***** SOURCE EXTRACT *****

The modern campus celebrates every kind of sexual expression except monogamous marital fecundity. In contrast, metaphysical idealism “rejects ‘freedom from’ in favor of freedom to.’” This dichotomy is perhaps clearest in our orientation toward work. For much of Western history, “it was held that behind each work there stood some conception of its perfect execution,” but “utilitarianism [teaches] that work is use and not worship.” Modernity “thinks not of subordinating self to end but of subordinating end to self.” There are no craftsmen in such a moral metaphysic, only the tawdry monotony of producer and consumer—the imposition of will and desire upon brute nature.

***** DATASET *****

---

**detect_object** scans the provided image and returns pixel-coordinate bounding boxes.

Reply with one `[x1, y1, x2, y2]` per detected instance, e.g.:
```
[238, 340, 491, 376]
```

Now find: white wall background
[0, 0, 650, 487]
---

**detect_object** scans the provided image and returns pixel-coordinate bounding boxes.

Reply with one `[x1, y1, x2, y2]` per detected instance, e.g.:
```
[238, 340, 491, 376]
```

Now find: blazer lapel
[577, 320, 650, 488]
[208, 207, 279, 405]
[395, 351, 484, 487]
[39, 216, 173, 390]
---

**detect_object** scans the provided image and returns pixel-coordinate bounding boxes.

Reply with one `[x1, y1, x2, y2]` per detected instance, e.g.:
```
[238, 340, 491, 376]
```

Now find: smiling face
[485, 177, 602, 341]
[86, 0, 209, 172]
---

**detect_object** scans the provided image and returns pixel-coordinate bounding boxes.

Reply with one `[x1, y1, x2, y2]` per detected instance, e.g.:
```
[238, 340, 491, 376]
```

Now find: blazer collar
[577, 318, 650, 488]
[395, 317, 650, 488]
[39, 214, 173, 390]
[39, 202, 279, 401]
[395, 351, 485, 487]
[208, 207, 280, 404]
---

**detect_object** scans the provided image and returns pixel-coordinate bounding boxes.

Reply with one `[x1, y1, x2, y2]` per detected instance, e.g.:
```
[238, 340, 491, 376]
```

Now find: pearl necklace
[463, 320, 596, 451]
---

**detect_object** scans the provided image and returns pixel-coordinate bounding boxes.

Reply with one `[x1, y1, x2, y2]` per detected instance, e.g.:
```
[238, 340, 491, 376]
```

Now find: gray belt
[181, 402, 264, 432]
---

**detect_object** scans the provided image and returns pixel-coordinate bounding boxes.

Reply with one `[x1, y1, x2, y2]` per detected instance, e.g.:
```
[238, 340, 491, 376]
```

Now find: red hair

*****

## PROBLEM DETAILS
Copy out the entire passage on modernity, idealism, and work word for word. None of the rows are needed here.

## EXERCISE OUTPUT
The modern campus celebrates every kind of sexual expression except monogamous marital fecundity. In contrast, metaphysical idealism “rejects ‘freedom from’ in favor of freedom to.’” This dichotomy is perhaps clearest in our orientation toward work. For much of Western history, “it was held that behind each work there stood some conception of its perfect execution,” but “utilitarianism [teaches] that work is use and not worship.” Modernity “thinks not of subordinating self to end but of subordinating end to self.” There are no craftsmen in such a moral metaphysic, only the tawdry monotony of producer and consumer—the imposition of will and desire upon brute nature.